── RECORDS FOR THE TASK ──
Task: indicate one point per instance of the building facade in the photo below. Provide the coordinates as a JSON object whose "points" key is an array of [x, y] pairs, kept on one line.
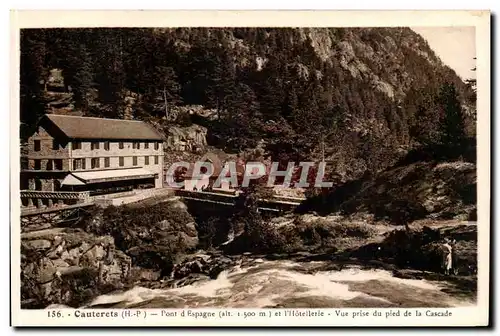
{"points": [[69, 153]]}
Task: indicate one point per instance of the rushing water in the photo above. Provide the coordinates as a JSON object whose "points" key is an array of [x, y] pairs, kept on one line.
{"points": [[292, 285]]}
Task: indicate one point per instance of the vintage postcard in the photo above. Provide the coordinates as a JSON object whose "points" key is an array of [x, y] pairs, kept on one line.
{"points": [[250, 168]]}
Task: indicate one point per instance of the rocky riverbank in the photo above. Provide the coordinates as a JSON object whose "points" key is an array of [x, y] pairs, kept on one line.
{"points": [[155, 246]]}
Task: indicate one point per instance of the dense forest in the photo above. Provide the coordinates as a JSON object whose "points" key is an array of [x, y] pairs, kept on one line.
{"points": [[358, 97]]}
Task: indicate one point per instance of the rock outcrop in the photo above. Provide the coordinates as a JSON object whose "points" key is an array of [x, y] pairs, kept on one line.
{"points": [[191, 139]]}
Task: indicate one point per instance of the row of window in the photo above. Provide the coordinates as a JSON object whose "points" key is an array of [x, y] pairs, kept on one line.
{"points": [[57, 164], [94, 145], [96, 162]]}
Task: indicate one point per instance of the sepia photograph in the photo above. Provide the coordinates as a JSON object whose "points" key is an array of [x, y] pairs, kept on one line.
{"points": [[294, 167]]}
───
Through the last line of the entries above, beginning at the line containing "Task: indicate one point per instance of the dense", transcribe each line exactly, both ends included and nothing more.

Task: indicate one point per instance of the dense forest in the photo above. Provide the coordinates as a JSON object whose "points" key is an array of [x, y] pairs, kept on one line.
{"points": [[358, 97]]}
Task: indicate one point per instance of the rock outcrop in the photo above. Provide the coordinates as a JSON object whose "points" key is an array of [x, y] pairs, kept on one line.
{"points": [[191, 139]]}
Task: indicate one point per instance of the row of window in the photo above. Provide the coordinates as a JSON object whose "points" key is an array of [x, y] pairs, kept on one line.
{"points": [[57, 164], [94, 145], [96, 162]]}
Task: indicate one point per instance of the sepia photograph in the photo above. Provide the coordinates as a JSON object whose "points" key is an array of [x, y] pairs, kept on one line.
{"points": [[294, 167]]}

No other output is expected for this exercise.